-- Your instructions --
The answer should be a single number, the count of lines in this material that contain "metal".

-- The data --
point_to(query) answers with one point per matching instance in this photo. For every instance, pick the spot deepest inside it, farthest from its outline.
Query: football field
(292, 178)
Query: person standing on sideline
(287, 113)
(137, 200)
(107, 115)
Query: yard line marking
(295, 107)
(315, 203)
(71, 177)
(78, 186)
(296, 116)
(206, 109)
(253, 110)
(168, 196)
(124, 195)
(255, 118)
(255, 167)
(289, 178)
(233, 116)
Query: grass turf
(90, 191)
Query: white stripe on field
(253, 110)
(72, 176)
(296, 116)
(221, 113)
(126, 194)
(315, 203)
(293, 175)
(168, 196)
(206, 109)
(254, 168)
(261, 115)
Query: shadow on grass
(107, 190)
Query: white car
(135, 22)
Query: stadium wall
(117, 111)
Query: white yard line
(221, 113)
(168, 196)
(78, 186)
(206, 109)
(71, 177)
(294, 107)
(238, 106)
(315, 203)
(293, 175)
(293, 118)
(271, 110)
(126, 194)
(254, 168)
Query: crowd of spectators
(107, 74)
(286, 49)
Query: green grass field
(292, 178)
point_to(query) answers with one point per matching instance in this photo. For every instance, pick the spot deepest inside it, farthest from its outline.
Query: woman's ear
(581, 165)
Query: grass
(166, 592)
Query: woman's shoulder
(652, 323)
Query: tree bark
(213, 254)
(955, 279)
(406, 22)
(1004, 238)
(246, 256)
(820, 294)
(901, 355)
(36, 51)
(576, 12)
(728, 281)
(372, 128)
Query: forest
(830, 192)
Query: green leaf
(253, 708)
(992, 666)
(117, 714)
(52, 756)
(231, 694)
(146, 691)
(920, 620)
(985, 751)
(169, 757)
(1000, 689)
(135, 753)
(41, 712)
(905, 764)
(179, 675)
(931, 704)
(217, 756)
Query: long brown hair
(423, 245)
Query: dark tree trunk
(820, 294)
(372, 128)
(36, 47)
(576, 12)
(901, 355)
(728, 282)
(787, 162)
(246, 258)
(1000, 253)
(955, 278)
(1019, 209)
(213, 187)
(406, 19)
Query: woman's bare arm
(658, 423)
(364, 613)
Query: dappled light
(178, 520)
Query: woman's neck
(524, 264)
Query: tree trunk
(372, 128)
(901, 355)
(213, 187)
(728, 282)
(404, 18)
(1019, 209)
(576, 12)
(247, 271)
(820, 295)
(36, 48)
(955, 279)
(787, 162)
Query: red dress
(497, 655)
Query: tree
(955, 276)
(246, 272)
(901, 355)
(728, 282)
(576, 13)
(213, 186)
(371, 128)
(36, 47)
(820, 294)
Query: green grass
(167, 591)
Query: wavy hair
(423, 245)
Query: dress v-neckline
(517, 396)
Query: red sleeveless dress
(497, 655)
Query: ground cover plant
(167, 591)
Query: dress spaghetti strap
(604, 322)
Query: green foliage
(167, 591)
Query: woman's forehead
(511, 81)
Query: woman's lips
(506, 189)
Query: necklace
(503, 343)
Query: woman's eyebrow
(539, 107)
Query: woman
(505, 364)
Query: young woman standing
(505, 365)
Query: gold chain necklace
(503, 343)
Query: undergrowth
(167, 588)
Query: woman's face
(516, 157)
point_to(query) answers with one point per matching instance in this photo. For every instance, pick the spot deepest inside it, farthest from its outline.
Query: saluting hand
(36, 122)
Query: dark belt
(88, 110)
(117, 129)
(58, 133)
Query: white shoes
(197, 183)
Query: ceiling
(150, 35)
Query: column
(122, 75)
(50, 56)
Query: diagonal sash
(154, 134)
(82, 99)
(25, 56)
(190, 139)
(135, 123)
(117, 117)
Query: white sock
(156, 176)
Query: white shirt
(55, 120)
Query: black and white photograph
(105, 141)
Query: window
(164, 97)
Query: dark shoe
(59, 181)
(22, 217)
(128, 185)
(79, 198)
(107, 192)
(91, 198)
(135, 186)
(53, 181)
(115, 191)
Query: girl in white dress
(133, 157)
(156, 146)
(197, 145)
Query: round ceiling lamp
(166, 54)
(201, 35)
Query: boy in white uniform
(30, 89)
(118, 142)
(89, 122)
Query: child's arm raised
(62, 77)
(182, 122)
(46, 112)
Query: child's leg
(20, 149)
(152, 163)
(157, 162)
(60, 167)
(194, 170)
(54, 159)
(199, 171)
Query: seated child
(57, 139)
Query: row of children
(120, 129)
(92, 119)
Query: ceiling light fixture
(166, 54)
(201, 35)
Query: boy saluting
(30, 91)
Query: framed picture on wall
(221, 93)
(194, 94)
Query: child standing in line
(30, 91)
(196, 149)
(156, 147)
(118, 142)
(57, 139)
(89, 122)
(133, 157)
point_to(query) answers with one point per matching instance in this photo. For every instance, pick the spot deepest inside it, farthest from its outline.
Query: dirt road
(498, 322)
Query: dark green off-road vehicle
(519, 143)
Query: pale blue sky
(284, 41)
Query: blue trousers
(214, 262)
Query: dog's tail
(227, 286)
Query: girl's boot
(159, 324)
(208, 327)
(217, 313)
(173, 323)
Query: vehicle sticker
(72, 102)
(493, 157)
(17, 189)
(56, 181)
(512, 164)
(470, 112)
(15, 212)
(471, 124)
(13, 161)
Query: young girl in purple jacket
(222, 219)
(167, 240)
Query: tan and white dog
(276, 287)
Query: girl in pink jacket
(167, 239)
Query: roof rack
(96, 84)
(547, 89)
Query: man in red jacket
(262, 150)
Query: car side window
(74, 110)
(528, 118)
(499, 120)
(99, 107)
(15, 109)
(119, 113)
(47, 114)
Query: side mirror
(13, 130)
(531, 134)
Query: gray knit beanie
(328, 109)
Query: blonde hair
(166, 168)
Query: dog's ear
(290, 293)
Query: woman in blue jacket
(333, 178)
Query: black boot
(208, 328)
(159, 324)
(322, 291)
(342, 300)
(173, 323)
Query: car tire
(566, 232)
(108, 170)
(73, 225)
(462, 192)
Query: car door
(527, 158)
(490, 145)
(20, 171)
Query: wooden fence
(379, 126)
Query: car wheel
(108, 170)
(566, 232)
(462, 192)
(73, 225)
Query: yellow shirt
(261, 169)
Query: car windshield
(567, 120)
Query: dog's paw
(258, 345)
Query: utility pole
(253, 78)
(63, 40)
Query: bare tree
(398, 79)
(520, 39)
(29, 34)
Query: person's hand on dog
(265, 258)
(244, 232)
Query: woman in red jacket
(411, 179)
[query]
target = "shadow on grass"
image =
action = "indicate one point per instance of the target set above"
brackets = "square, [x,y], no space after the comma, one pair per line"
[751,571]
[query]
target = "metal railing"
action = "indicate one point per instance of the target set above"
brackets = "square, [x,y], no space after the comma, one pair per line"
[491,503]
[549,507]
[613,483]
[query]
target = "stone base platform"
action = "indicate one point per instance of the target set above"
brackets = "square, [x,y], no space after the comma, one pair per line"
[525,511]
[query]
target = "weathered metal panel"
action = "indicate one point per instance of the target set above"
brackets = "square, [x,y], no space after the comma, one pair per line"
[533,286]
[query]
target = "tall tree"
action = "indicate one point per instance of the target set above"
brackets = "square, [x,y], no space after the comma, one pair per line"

-- Result --
2